AIM OF THE EXERCISE:
Write out the rows starting at the line that contains "pinpoint the dry" and ending at the line that contains "0 497 438 720", keeping the request line unchanged and adding 88 to every bounding-box coordinate.

[Bounding-box records]
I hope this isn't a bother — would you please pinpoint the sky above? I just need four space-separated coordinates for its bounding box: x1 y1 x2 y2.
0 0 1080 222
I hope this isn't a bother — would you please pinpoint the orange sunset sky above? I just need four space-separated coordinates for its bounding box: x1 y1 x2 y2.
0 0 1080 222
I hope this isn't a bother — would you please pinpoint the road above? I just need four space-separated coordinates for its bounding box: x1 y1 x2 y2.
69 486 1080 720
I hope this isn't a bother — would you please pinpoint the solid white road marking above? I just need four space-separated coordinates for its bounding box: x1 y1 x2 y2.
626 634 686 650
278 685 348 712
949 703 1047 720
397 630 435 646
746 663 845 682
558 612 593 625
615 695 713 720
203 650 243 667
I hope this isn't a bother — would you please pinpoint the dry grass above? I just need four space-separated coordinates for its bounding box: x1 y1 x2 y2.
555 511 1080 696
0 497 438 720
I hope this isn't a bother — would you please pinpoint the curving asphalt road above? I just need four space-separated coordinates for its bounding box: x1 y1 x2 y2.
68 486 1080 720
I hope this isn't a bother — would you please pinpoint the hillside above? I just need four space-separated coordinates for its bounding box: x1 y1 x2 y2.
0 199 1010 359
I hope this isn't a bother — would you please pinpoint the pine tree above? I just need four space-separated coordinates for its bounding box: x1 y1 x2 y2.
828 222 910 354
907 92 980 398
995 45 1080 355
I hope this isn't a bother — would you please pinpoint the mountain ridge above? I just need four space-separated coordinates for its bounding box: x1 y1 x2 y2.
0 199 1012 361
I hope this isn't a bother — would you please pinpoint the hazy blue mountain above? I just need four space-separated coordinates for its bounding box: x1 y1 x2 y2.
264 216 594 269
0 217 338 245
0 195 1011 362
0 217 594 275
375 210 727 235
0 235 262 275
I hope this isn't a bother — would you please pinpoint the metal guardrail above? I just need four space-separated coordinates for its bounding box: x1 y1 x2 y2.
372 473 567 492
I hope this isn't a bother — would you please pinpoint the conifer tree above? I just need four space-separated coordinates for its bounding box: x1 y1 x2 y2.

RESULT OF THIS EXERCISE:
I hope this isn't a bother — would you please pinpoint the dry grass above? I just need four space-separated coordinates for its bounding box: x1 y1 x2 y2.
643 599 1168 784
88 585 526 808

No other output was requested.